··· RECORDED INFORMATION ···

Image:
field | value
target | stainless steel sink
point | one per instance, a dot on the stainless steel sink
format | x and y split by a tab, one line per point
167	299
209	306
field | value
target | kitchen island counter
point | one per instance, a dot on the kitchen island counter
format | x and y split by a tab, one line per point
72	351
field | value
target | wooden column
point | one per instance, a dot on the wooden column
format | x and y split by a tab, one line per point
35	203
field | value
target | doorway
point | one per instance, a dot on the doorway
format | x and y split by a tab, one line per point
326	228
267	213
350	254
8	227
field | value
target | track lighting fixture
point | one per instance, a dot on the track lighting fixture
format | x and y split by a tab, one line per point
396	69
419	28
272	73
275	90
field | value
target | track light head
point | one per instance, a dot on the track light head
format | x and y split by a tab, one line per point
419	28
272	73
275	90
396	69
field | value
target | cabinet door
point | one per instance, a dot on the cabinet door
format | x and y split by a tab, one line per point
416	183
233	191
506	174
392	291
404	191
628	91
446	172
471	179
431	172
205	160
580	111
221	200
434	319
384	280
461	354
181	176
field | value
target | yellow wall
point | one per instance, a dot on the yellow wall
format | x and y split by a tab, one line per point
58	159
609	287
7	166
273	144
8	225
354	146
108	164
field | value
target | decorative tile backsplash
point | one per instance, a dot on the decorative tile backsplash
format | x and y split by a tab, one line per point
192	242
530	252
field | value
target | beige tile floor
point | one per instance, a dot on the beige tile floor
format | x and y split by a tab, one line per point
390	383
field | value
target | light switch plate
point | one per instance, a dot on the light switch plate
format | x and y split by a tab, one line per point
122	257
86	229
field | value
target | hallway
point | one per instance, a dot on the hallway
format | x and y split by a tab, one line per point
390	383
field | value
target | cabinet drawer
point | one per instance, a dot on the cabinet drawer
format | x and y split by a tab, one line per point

···

INSTRUCTIONS FOR THE TASK. Pick out every line in the items above that contains the string "island" and reproduce each such line in full.

RESPONSE TO THE TASK.
target | kitchen island counter
point | one per instance, a dot on the kitchen island counter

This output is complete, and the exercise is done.